What is needed: Word for word, reproduce the records, keeping none of the pictures.
** Opening Records shown block **
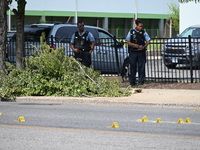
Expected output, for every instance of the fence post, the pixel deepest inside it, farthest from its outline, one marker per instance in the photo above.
(190, 53)
(116, 54)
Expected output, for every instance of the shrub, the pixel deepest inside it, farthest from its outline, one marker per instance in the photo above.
(50, 73)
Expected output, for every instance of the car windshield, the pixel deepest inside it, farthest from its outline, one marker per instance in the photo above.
(194, 32)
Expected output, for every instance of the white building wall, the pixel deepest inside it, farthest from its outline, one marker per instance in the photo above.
(112, 6)
(189, 15)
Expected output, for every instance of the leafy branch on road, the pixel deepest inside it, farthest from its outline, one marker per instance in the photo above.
(50, 73)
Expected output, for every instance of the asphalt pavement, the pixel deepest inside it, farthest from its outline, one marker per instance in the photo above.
(154, 97)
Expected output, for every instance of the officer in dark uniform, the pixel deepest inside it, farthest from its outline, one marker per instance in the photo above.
(82, 43)
(137, 40)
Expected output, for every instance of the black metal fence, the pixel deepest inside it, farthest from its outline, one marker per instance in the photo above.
(168, 60)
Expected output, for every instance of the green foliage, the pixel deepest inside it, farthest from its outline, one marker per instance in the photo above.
(50, 73)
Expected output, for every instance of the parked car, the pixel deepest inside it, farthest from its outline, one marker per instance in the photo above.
(176, 50)
(104, 56)
(108, 51)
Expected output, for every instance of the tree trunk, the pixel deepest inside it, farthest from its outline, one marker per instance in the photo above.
(3, 33)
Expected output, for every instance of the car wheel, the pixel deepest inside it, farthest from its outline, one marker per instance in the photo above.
(125, 70)
(171, 66)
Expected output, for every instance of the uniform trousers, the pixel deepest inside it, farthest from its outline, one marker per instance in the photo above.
(137, 61)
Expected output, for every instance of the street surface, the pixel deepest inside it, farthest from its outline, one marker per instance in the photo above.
(81, 127)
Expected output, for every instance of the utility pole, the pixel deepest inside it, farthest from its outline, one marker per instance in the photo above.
(136, 12)
(76, 11)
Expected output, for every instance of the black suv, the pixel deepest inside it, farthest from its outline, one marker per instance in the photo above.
(108, 51)
(176, 51)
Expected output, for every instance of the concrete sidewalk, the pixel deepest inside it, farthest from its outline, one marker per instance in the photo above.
(155, 97)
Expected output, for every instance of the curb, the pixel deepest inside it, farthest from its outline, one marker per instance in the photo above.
(93, 101)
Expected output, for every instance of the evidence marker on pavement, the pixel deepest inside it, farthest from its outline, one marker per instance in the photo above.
(114, 125)
(21, 119)
(144, 119)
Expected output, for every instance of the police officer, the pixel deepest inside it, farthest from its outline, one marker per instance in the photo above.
(137, 40)
(82, 43)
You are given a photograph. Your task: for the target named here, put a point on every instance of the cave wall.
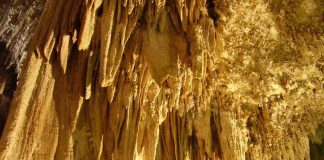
(166, 79)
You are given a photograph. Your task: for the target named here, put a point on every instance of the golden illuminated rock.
(170, 79)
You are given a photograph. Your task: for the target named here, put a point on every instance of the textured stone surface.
(162, 79)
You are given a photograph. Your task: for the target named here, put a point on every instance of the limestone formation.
(162, 79)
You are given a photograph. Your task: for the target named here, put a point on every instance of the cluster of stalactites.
(174, 36)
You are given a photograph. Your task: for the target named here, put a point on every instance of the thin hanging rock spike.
(107, 23)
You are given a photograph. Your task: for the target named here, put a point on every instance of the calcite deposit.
(163, 79)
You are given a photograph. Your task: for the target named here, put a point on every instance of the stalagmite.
(161, 79)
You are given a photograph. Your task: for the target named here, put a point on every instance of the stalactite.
(169, 79)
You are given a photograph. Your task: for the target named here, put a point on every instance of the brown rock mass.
(162, 79)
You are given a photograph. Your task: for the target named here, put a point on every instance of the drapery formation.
(170, 79)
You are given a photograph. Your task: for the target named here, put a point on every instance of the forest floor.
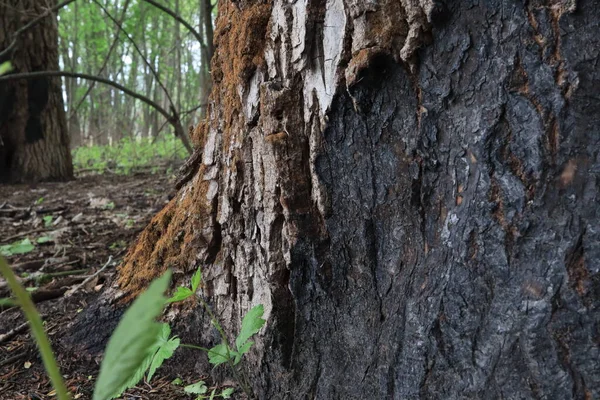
** Closing Records shown block **
Response to the exercise:
Expected output, for every instance of the fence post, the pixel deepest inside it, farthest from its outline, one marker per instance in the photo above.
(190, 53)
(116, 54)
Expected output, for every instance of the shrub, the pixel deepest inside it, farthest from its outline, one marker per instance in the photo above.
(50, 73)
Expected output, for every instance of the car windshield, the pixel deepest inside it, farthest from its outline, one marker per instance in the photo above.
(194, 32)
Expected output, for every instance of the white building wall, the pixel deepest inside it, farthest from its outline, one marker per instance in the photo above.
(112, 6)
(189, 15)
Expected output, for every instance of the leafy branch on road, the pixel deepest inside it, farthest from its outline, one marker per instance in the photo above.
(50, 73)
Expected output, for every instance of the asphalt pavement, the pixel deepest inside it, farthest from its outline, one marker per instance in the photo above.
(154, 97)
Expected output, for every instance of the officer in dark uniform, the pixel deepest inside it, farthest from its outline, one marker per instance in the photo above.
(82, 43)
(137, 40)
Expected output, for every instance of the black metal fence, the pixel deepest inside it, farthest from its outline, one marker per instance in the photo above.
(168, 60)
Expected output, for every instance of the green foliage, the pixel deepest inside it, farthest from its outline, one marker per instance in the photo above.
(50, 73)
Expected output, for every instance of the parked car, the pixel deepest inside it, farthest from its outline, one marker per instance in the photo above.
(176, 50)
(104, 56)
(108, 51)
Expected output, for every instance of the tree trunk, the pixel deepest inside it, farthest from its outline, one marker per instance in the photo above.
(3, 33)
Expected output, for every instance of the car wheel, the pixel deepest inside it, farthest from its outline, one marker per instance in the photo above.
(125, 70)
(171, 66)
Expected output, for every instance of the uniform trousers, the pixel deepest inside it, farthest from its outline, one marker per instance in the photo above.
(137, 61)
Expected output, for every instance of the street surface, the pixel deepest inside it, farthest from its outline, one marker per instance in the photo above.
(81, 127)
Expected output, for every instance of the utility pole, the pixel deepest inside it, farthest from its outline, one marker per instance in the photo above.
(136, 12)
(76, 11)
Expected output, for every instance of the black suv, the pixel deepest inside it, farthest from its outline, one marker per instance in the photo above.
(108, 51)
(176, 51)
Expected output, for every instance of the concrete sidewalk, the pixel deepest inside it, farthest from its outline, one marker per instance in the photo above.
(155, 97)
Expected output, for every instance of the curb, the pixel deepest inside it, farthest from its outline, one marker per instance in the photo above.
(93, 101)
Expected output, for every instance of the evidence marker on pavement, the pixel deepest inside it, farthest from its outline, one marker per instance in the photo above.
(114, 125)
(21, 119)
(144, 119)
Expected output, for every instance of the police officer, the pixel deepest inside it, farthest from its outline, one marker per instance in the photo above.
(137, 40)
(82, 43)
You are given a photograph. Your task: for the target named here, put a point on every instance of the cave wall.
(166, 79)
You are given a photograph. Your task: for the target named here, put a point on every instance of the golden illuminated rock.
(170, 79)
You are given a photograph. Your task: for the target named here, put a point on every instance of the textured stone surface.
(162, 79)
You are given a photograph. Your task: for the target named here, put a point on every instance of the limestone formation.
(162, 79)
You are given a photograph. Your task: for the target named here, put a point on every instance of the cluster of stalactites.
(174, 36)
You are given a photograph. Your task: for the target named here, put a point on every instance of the thin hanging rock spike.
(107, 23)
You are given a photograph. Your task: for the target named here, put a point on every instance of the calcite deposit.
(163, 79)
You are given a photograph. Your task: for the target named here, put a point on every instance of the stalagmite.
(161, 79)
You are given a photograph. Your task: for the target named here, put a point on every instance of the stalactite.
(169, 79)
You are given a photograph. Your task: for the target named here, put a point on every instance of the brown rock mass.
(162, 79)
You are given a photograph. Your task: for the target named here, put a point on every instance of the drapery formation.
(170, 79)
You are given a photograph. Your task: for the target named here, put a point on every instance of the forest floor.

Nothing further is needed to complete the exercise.